┌─ FRAGMENTO PARA LEER

Si regreso a las etapas de nuestra vida en común, veo que están enmarcadas por una canción, una melodía o una voz. Pienso en los viajes en carretera y aparece mi cara pegada a la ventana cantando a José José o a Rocío Durcal. Pienso en las fiestas familiares y nos recuerdo bailando cumbias o cantando rancheras. Pienso en mi madre y se me viene su imagen cantando los temas de Cri Cri: un personaje increíble, una suerte de María Elena Walsh en versión mexicana. Y pienso en todo lo que vino después, conforme fueron cambiando nuestros gustos: The Cure, Culture Club, la música brasileña de Sergio Mendes o de Roberto Carlos en su versión más rosa… Escuchábamos todos los estilos con el mismo cariño y respeto, en una relación emocional que sigue acompañando nuestra vida cotidiana.

Así, también, escuchábamos a Luis Miguel. Cuando apareció mis dos hermanas y yo lo adorábamos (después llegarían dos hermanas más). Era un niño carismático con ojos enormes y un cabello lacio y brillante que desde el vinilo nos decía «Somos dos, dos enamorados…», y nos hacía cantar y suspirar por cosas que no conocíamos, medio enamoradas de Luismi, con esa voz aniñada pero con un vibrato de adulto, que parecía venir de otro planeta. ¿Cómo alguien tan chico podía cantar como si fuera mayor? 

Algunos años después, cuando se transformó en un adolescente guapo y le cambió la voz, sus canciones se volvieron más sensuales y su aspecto ―bronceado, musculoso, con el pelo al aire― pasó a representar el tipo de chico que jamás me podría interesar. Y quizás, también, el tipo de chico que jamás se fijaría en mí. Yo me sentía el opuesto de las mujeres deshinibidas que bailaban en bikini en sus videos, y creo que eso me hacía rechazar instintivamente ese mundo.

└─
┌─ FILAS PROPORCIONADAS

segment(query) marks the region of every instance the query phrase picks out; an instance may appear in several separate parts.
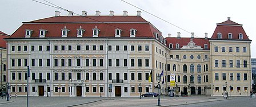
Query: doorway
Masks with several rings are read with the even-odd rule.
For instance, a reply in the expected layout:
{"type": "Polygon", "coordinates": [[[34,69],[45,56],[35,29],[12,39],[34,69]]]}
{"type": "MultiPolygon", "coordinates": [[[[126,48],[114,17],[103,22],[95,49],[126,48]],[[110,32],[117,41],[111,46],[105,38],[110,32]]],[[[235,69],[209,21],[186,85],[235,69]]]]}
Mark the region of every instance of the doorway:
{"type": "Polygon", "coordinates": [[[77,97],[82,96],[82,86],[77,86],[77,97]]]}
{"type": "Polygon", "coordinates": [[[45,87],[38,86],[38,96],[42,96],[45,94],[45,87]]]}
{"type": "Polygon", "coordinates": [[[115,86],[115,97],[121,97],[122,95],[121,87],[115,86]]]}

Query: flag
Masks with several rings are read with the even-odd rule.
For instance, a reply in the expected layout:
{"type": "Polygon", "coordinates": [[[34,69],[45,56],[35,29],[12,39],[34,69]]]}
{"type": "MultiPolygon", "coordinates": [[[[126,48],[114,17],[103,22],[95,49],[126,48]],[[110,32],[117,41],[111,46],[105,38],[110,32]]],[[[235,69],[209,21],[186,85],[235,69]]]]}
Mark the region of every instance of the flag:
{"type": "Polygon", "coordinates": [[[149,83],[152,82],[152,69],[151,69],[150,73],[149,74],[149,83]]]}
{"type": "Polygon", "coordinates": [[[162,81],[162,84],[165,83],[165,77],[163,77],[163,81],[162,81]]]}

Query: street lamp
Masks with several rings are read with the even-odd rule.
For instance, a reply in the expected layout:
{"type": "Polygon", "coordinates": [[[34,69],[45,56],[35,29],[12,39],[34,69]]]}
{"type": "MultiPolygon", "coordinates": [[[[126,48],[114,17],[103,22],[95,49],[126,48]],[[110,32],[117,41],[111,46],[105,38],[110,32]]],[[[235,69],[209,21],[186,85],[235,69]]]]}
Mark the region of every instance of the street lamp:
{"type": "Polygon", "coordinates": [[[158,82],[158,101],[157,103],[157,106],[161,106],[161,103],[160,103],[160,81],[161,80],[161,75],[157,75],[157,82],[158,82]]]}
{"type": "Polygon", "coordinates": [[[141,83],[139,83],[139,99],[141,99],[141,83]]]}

└─
┌─ FILAS PROPORCIONADAS

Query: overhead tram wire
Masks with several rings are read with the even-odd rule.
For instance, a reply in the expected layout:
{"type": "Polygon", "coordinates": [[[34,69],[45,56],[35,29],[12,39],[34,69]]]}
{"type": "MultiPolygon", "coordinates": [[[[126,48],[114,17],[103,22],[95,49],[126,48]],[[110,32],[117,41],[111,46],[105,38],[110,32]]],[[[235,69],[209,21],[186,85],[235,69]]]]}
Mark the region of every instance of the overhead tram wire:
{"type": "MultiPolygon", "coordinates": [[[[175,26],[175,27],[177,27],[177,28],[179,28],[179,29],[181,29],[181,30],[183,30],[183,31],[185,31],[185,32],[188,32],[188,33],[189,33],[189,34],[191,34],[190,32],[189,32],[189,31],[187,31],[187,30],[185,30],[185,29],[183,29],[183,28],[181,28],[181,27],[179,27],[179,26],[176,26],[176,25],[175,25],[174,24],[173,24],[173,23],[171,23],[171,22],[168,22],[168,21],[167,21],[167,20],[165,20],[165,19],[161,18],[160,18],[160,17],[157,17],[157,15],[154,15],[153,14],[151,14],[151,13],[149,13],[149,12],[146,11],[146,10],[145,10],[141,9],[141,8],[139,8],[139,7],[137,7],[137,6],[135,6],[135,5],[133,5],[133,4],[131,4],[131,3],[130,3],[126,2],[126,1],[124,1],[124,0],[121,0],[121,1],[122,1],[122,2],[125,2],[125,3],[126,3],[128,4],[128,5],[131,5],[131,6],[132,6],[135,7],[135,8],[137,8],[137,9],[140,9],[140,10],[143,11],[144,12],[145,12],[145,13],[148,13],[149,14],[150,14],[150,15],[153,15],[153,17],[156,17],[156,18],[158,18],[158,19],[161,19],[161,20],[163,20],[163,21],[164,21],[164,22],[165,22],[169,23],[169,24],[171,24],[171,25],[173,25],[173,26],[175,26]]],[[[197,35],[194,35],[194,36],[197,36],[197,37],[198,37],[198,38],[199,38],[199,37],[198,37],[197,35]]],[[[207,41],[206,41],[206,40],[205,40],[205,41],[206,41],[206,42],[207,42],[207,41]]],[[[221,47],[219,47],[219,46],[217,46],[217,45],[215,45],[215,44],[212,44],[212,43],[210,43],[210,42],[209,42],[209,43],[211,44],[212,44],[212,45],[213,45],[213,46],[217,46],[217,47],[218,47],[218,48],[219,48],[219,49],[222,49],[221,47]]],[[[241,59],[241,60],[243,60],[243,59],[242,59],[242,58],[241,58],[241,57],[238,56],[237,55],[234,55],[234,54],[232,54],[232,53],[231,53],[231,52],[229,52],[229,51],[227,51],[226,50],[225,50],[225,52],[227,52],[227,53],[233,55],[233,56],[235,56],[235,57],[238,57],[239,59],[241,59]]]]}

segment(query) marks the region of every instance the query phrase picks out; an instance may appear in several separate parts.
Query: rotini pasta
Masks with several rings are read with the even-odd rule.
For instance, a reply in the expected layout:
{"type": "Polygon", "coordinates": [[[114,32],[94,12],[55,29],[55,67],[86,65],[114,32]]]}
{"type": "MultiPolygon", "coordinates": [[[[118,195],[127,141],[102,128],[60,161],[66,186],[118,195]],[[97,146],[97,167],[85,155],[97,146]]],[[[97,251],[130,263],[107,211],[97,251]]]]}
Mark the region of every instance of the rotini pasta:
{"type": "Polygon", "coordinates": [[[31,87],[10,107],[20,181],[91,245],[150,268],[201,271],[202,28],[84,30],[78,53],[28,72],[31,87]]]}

└─
┌─ FILAS PROPORCIONADAS

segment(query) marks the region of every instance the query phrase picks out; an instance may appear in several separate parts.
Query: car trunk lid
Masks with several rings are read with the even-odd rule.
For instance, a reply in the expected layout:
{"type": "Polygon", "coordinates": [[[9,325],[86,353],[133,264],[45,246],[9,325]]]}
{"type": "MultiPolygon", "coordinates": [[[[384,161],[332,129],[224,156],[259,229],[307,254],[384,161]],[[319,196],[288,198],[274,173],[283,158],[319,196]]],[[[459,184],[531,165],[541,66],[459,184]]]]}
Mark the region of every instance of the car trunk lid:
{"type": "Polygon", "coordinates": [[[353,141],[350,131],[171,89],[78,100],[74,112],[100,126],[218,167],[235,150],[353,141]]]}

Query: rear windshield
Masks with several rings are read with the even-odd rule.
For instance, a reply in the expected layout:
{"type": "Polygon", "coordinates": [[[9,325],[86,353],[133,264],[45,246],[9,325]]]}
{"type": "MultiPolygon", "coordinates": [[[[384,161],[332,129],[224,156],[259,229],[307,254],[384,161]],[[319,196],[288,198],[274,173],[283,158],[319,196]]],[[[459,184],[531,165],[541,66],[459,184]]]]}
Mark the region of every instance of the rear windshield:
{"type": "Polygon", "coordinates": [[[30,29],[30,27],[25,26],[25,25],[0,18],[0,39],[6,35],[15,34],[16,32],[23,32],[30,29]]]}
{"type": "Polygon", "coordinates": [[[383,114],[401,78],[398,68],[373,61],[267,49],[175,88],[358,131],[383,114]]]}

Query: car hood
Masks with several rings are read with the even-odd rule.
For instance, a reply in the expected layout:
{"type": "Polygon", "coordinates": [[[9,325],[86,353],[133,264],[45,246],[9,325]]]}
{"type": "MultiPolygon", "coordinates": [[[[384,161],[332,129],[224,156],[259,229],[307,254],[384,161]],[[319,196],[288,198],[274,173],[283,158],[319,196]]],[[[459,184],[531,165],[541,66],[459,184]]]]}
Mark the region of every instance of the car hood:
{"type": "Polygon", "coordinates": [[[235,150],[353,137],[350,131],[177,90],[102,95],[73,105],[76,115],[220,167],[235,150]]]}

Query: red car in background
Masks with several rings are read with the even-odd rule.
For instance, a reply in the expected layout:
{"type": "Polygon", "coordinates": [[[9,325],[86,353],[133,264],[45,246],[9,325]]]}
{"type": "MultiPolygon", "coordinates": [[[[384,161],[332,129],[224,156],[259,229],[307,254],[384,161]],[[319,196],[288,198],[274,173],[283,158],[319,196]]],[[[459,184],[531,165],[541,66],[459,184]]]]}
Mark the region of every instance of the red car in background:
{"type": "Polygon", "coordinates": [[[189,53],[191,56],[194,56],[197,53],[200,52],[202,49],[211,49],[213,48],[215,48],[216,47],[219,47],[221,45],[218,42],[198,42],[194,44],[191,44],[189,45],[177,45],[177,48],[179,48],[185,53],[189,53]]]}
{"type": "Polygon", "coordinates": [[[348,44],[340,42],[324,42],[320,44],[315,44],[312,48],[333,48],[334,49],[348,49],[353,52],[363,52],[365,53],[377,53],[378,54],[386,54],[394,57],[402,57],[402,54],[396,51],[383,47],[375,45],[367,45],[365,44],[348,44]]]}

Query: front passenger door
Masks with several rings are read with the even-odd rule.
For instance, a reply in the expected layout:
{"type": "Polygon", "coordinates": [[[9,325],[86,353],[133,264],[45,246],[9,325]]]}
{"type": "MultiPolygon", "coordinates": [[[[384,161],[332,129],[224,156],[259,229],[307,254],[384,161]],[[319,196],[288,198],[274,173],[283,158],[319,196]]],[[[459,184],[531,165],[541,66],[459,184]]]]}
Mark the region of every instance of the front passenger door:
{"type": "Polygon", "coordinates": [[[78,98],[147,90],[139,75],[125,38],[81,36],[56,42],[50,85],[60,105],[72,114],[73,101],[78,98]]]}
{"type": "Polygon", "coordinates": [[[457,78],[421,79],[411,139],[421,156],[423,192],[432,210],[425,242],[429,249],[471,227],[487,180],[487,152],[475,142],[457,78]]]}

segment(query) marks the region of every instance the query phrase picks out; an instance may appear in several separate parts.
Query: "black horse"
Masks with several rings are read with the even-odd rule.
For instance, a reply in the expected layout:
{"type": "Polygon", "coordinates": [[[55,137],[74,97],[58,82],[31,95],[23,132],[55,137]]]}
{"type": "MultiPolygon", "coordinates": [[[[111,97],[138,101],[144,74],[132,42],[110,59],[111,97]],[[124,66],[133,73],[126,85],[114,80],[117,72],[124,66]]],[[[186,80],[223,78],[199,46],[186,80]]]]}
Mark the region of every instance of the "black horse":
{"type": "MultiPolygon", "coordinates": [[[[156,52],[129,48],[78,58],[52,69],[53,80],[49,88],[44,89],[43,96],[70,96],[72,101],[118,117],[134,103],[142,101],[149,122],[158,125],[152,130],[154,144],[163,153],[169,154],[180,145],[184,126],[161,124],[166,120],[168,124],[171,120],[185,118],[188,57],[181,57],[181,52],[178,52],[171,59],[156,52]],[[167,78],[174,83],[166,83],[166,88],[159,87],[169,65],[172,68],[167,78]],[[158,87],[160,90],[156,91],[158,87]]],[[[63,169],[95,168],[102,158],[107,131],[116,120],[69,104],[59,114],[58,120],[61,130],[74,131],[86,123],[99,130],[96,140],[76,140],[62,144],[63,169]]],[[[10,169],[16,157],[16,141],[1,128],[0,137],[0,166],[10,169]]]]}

└─

OBJETIVO 1: Enumera todos los artistas y grupos musicales que aparecen en la frase del fragmento que empieza con «Y pienso en todo lo que vino después».
OBJETIVO 2: Vuelve a escribir sin cambios todo el fragmento desde "Si regreso a" hasta "nuestra vida cotidiana.".
Las filas no hacen falta para resolver nada de lo que se pide.

RESPUESTA COMPLETA 1: The Cure, Culture Club, Sergio Mendes y Roberto Carlos.

RESPUESTA COMPLETA 2:
Si regreso a las etapas de nuestra vida en común, veo que están enmarcadas por una canción, una melodía o una voz. Pienso en los viajes en carretera y aparece mi cara pegada a la ventana cantando a José José o a Rocío Durcal. Pienso en las fiestas familiares y nos recuerdo bailando cumbias o cantando rancheras. Pienso en mi madre y se me viene su imagen cantando los temas de Cri Cri: un personaje increíble, una suerte de María Elena Walsh en versión mexicana. Y pienso en todo lo que vino después, conforme fueron cambiando nuestros gustos: The Cure, Culture Club, la música brasileña de Sergio Mendes o de Roberto Carlos en su versión más rosa… Escuchábamos todos los estilos con el mismo cariño y respeto, en una relación emocional que sigue acompañando nuestra vida cotidiana.